Task description: In the records, find every line with the word "single" and copy it out.

Records supplied:
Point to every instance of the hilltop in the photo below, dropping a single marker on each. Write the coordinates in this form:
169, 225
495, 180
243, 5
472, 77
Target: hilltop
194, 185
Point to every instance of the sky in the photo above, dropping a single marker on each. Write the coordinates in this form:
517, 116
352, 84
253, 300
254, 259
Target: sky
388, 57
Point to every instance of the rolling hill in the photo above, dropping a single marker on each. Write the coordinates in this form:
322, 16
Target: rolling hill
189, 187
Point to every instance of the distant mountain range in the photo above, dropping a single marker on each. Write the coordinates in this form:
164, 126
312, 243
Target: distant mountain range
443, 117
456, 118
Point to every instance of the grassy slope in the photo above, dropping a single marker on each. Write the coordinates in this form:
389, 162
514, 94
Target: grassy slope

---

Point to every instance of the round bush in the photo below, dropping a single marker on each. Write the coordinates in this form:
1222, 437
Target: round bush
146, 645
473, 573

==

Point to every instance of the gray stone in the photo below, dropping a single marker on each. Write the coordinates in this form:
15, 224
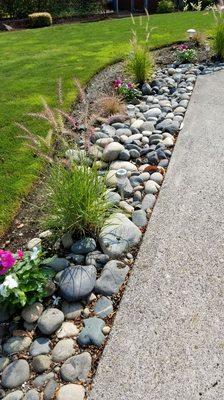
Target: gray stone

Task response:
Point to every instance of the hilltop in the photo below, dropping a single marker on each. Write the coordinates in this form:
Point to every instance of the sky in the photo above, dropping a single marker on each. Write the coordinates in this form:
Point to every instance of the rolling hill in the photo above, dropping a single marker on each. Write the coordinates in this form:
Point to every instance of the distant mountain range in the photo above, dropping a single marker on each. Write the coordinates in this form:
Point to every instance of the grassy slope in the photo above, dropping a single marker on each. Write the coordinates in this form:
Point to every instance of the round bush in the photo below, dropping a single marker on each. Write the coordinates in this form:
Point to every instance of the gray stone in the photo below, dropping a single marker on each. Write the coordinates in this form:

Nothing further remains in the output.